The judgment of the circuit court was affirmed by the Supreme Court of Alabama, and brought to this Court to be reviewed, under the 25th section of the Judiciary Act.
"HOWARD & ECKOLLS, Plaintiffs in error"
"v. No. 131"
This action was brought by way of petition by Howard & Eckolls, the owners of the dam below, against Ingersoll, the owner of the mill above, for entering the close ground covered with water of the petitioners and fishing. Ingersoll removed
the cause into the circuit court of the United States, where it was tried in July, 1850. The court having refused to charge the jury as prayed for by the plaintiffs, they brought the case to this Court, although there was a verdict in their favor for $600 damages.

-=-=-=-=-

*EXERCISES TO COMPLETE*
#1 List every number that appears in the legal extract above.
#2 Restate the legal extract's paragraph beginning "This action was brought by way of petition" as a short bulleted list, keeping its main facts.

-=-=-=-=-

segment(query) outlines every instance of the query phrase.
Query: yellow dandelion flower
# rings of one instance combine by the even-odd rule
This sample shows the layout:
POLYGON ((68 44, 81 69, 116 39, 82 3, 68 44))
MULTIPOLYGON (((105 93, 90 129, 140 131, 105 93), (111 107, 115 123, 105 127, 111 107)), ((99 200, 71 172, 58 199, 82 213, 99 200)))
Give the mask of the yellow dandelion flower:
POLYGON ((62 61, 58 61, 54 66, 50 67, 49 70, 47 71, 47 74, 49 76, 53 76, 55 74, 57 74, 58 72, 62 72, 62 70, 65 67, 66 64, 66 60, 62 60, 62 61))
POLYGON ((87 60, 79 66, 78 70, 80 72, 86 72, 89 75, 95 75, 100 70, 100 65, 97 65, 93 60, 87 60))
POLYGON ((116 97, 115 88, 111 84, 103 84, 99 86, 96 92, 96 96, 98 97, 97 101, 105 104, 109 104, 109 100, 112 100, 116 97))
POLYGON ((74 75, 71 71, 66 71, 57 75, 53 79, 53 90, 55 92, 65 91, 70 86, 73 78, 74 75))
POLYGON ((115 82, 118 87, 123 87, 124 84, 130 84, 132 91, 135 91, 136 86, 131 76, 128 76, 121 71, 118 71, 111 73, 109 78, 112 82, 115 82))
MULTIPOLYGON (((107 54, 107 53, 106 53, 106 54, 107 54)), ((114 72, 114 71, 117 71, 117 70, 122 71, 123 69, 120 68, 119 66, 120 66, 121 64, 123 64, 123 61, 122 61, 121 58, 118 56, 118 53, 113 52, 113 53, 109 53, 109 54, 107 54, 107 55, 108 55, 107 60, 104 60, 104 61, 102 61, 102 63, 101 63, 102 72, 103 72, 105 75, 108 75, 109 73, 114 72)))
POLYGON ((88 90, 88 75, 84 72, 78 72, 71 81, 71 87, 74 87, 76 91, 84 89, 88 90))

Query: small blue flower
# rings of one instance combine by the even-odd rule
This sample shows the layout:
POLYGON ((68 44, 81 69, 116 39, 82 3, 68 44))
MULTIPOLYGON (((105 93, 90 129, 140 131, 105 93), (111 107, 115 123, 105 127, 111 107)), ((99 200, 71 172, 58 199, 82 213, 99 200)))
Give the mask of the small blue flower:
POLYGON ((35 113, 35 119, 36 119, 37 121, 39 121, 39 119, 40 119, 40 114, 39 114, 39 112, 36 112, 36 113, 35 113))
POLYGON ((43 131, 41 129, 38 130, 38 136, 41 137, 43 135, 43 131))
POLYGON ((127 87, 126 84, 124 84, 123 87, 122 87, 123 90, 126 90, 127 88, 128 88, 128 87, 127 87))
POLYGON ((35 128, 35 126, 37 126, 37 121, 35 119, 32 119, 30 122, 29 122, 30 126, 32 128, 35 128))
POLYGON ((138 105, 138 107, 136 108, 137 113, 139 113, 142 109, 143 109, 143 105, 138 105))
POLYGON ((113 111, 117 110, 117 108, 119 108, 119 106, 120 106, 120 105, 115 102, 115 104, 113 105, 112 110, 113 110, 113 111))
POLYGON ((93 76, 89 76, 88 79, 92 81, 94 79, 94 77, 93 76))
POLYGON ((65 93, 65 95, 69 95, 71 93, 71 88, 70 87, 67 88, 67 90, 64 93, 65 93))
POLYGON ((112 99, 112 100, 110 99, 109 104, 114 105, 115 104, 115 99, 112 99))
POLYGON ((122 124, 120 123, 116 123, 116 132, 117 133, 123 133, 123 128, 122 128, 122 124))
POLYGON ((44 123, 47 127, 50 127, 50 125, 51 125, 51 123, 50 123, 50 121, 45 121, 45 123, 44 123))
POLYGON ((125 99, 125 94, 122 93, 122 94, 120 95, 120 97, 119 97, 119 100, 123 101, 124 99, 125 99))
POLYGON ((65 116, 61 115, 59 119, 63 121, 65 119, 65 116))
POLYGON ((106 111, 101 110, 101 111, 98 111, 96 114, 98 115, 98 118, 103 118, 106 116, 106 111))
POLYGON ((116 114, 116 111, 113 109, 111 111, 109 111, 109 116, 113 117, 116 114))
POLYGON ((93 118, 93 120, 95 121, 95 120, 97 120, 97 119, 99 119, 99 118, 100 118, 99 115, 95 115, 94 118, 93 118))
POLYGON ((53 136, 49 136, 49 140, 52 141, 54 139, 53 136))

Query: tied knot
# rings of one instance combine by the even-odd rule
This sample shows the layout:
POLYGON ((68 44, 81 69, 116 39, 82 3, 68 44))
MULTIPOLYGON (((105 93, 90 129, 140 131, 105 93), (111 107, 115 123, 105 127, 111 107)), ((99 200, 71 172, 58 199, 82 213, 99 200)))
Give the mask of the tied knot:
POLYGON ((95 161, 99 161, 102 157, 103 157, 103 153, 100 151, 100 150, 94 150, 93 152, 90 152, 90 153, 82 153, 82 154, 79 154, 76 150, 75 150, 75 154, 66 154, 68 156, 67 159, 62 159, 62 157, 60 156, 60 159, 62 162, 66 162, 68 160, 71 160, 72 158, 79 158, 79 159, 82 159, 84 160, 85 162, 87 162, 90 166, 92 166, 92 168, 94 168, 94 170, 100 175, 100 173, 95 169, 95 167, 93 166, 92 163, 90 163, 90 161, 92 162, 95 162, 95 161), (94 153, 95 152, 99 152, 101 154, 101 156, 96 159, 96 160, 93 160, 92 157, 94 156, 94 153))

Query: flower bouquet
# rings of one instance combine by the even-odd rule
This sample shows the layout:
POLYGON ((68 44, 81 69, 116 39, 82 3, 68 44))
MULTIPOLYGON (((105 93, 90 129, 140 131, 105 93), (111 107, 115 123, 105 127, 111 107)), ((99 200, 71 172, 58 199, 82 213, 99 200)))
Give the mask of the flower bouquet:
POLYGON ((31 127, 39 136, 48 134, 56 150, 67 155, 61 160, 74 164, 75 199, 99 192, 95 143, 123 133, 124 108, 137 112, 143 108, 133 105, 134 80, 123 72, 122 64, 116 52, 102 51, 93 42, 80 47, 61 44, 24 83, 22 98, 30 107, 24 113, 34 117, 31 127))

-=-=-=-=-

*RESULTS FOR THE EXERCISE*
#1 25th, 131, 1850, $600

#2
- Howard & Eckolls, owners of the dam below, brought the action by petition against Ingersoll, owner of the mill above.
- The claim was for entering the petitioners' close, ground covered with water, and fishing.
- Ingersoll removed the cause to the circuit court of the United States, where it was tried in July 1850.
- The court refused to charge the jury as the plaintiffs requested.
- The plaintiffs brought the case to this Court even though the verdict was in their favor for $600 damages.